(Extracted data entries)
▼▼▼
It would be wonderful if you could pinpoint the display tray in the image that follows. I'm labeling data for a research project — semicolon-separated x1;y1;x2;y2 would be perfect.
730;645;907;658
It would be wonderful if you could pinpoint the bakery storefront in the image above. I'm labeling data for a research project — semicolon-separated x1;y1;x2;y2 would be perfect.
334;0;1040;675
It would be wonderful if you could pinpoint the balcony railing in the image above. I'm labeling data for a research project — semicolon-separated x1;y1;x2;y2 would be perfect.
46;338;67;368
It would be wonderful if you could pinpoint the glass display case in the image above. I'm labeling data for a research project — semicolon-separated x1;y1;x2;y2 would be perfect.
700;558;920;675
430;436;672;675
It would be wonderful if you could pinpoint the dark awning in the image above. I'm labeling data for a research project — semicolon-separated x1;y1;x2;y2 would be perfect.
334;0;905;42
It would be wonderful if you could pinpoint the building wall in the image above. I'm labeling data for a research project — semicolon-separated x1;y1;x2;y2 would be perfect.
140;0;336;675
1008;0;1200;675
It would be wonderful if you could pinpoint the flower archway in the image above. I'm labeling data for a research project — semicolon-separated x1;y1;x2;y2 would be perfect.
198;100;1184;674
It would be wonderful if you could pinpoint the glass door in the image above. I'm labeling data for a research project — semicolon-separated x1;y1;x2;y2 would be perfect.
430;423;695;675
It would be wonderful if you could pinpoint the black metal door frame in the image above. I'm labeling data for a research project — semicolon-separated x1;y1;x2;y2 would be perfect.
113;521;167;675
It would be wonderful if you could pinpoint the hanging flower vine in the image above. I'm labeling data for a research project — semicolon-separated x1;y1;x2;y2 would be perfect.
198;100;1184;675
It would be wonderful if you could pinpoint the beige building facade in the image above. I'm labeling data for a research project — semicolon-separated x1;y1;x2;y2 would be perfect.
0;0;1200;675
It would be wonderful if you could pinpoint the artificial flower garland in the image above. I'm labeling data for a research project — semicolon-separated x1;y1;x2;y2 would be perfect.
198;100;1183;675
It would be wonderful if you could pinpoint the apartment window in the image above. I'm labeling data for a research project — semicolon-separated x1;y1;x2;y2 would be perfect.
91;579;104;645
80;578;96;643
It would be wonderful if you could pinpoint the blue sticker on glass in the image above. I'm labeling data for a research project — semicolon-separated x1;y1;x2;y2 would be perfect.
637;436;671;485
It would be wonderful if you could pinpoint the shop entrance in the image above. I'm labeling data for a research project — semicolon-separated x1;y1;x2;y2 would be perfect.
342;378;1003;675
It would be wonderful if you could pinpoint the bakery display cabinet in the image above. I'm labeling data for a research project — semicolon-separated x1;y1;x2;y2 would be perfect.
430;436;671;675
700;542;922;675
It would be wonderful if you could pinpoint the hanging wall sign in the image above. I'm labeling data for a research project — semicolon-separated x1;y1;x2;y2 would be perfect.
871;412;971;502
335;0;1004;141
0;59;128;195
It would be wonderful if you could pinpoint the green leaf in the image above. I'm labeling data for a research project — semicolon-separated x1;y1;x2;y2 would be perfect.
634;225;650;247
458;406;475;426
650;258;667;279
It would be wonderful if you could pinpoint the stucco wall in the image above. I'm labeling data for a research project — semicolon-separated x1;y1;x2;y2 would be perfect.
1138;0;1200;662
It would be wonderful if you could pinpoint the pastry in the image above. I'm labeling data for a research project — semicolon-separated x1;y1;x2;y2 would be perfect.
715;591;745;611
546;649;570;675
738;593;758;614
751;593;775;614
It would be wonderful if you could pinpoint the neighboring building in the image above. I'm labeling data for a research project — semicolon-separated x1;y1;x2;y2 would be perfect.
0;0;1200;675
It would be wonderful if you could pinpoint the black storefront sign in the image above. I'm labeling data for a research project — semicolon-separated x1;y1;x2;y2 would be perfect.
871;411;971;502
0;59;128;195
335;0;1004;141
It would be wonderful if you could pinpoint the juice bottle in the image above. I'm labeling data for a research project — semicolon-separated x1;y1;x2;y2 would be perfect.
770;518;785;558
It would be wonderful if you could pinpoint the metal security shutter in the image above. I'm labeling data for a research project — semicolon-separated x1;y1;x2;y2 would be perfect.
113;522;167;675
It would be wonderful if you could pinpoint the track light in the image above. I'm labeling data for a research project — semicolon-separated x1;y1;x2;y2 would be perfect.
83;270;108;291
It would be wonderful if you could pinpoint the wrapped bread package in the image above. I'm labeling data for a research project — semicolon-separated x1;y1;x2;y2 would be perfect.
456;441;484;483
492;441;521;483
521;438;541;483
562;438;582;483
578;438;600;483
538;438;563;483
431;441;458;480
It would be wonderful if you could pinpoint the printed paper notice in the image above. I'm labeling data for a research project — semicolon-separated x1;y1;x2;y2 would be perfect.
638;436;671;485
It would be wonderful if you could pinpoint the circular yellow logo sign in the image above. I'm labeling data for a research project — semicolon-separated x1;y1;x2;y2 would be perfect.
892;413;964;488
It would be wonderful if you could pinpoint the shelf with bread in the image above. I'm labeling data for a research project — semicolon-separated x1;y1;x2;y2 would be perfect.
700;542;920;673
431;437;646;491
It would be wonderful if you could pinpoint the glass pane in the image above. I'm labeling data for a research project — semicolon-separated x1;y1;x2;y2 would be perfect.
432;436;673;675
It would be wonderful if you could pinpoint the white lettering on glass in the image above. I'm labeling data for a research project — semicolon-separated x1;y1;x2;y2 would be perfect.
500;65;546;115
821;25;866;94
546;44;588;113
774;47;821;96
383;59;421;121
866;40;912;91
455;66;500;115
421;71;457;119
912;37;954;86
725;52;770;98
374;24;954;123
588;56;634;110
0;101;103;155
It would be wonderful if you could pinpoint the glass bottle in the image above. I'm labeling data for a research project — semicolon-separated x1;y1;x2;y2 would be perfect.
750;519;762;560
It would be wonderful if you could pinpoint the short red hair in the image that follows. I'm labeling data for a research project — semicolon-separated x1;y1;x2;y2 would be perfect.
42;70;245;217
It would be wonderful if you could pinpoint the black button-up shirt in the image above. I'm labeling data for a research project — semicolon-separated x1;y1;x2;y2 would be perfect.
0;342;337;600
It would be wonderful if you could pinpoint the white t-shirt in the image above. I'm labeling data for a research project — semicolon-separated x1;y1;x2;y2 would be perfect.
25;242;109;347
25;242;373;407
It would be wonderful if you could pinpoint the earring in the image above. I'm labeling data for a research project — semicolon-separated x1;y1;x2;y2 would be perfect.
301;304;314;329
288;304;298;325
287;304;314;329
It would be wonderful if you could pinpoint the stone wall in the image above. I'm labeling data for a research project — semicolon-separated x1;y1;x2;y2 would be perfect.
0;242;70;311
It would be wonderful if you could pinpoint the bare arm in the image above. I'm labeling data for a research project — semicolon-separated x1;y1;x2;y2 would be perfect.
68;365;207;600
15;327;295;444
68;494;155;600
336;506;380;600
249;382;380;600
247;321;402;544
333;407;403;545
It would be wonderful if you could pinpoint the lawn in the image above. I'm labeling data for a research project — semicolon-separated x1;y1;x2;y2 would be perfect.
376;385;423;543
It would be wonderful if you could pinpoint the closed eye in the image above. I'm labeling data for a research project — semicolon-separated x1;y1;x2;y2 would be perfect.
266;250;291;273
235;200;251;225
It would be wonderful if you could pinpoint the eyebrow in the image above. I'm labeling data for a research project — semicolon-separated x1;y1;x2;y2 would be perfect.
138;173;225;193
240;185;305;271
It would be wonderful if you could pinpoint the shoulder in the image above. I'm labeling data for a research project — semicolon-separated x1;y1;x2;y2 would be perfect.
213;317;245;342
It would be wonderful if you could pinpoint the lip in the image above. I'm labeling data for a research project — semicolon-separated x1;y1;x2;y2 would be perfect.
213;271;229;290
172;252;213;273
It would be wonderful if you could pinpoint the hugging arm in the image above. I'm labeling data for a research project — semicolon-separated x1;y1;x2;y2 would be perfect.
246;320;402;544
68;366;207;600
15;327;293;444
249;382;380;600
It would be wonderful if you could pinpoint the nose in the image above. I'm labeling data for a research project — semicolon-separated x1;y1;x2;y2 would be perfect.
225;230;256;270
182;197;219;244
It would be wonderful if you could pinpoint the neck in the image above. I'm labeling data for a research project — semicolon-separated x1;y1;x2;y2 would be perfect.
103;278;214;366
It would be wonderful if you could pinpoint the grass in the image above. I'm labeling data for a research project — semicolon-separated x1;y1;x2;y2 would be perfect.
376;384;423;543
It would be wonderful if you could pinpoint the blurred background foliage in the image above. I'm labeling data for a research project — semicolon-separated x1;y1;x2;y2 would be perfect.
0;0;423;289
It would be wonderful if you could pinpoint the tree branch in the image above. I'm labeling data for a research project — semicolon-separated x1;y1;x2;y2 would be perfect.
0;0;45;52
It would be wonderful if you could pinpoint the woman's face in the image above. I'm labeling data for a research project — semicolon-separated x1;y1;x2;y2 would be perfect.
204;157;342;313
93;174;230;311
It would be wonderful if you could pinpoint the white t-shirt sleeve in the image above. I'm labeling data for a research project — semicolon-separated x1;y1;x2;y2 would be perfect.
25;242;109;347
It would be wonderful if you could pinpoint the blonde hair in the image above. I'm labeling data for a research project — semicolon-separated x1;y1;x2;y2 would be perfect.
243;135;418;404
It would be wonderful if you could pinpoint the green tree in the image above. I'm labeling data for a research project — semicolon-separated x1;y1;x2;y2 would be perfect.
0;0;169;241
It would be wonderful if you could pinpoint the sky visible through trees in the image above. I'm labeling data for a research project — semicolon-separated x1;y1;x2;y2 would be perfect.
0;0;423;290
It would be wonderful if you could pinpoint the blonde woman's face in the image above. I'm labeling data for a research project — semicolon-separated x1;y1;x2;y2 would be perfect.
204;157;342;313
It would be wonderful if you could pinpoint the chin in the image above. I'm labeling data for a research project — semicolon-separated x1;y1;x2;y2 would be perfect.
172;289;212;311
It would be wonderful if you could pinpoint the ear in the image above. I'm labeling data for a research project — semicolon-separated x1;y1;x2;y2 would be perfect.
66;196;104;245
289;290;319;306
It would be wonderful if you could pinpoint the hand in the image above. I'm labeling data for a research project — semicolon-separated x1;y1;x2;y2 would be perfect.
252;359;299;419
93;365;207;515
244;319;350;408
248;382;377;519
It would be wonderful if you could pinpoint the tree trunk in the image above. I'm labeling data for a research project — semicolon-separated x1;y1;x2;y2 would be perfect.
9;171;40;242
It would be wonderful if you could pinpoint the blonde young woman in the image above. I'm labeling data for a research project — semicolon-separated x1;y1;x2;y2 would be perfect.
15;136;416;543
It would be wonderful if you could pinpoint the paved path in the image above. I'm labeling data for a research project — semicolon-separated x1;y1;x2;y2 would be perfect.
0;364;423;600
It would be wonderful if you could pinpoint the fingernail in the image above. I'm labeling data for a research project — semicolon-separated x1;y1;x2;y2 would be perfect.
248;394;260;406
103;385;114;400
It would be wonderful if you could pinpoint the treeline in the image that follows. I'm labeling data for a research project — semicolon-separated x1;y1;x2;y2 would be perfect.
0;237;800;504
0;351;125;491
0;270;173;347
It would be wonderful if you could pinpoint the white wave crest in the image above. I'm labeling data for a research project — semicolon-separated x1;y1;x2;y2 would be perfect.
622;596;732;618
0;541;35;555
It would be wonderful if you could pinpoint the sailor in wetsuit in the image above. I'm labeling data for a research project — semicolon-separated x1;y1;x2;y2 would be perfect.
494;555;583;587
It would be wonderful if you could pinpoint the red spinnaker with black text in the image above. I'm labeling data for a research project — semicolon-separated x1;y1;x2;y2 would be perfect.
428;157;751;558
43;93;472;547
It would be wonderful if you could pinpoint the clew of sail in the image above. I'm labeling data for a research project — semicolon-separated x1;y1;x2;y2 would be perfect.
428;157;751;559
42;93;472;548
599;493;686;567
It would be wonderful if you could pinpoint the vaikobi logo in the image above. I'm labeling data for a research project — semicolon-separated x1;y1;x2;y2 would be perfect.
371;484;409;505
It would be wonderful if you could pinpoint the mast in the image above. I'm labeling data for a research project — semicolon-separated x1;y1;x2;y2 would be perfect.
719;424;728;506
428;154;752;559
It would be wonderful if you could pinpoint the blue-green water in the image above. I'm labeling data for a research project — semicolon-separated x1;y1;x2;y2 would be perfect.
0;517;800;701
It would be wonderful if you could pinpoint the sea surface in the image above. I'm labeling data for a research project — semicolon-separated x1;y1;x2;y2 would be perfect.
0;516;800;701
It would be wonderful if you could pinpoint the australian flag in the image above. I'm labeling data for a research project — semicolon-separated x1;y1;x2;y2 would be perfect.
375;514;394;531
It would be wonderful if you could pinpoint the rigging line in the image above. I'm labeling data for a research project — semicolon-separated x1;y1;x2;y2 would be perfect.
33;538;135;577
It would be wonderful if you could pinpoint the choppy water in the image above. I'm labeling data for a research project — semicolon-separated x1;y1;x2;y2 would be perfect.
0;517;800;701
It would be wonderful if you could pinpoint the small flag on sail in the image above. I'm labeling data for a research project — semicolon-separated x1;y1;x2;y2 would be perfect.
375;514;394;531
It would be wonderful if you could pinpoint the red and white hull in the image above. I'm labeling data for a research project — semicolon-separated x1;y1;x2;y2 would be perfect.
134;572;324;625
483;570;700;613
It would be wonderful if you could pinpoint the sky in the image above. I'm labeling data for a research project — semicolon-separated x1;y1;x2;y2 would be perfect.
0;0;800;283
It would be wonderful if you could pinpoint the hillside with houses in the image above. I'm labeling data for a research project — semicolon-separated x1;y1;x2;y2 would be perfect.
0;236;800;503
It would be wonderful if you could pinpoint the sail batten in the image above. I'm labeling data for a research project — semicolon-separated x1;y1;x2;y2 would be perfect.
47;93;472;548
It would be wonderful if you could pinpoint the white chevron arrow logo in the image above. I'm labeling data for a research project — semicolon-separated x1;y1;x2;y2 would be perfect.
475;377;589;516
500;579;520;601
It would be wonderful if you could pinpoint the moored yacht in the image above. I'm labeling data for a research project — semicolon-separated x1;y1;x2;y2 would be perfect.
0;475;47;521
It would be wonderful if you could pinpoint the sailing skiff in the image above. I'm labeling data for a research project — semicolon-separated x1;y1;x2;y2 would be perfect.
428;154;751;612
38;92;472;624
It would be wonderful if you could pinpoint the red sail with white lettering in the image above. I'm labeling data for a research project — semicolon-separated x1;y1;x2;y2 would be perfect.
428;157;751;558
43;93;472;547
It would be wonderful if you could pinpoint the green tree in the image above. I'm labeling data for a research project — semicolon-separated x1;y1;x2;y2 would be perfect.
▲▲▲
• [Problem] Select each line of the data above that contains the word "metal" and copy it in full.

• [Task result]
It would be wonderful if you could pinpoint the black metal door frame in the image above. I'm labeling data for a research project — semicolon-separated x1;y1;x2;y2 would be perfect.
It would be wonderful if you could pinpoint the metal security shutter in the image above. I'm labeling data for a research project — semicolon-separated x1;y1;x2;y2 would be perfect.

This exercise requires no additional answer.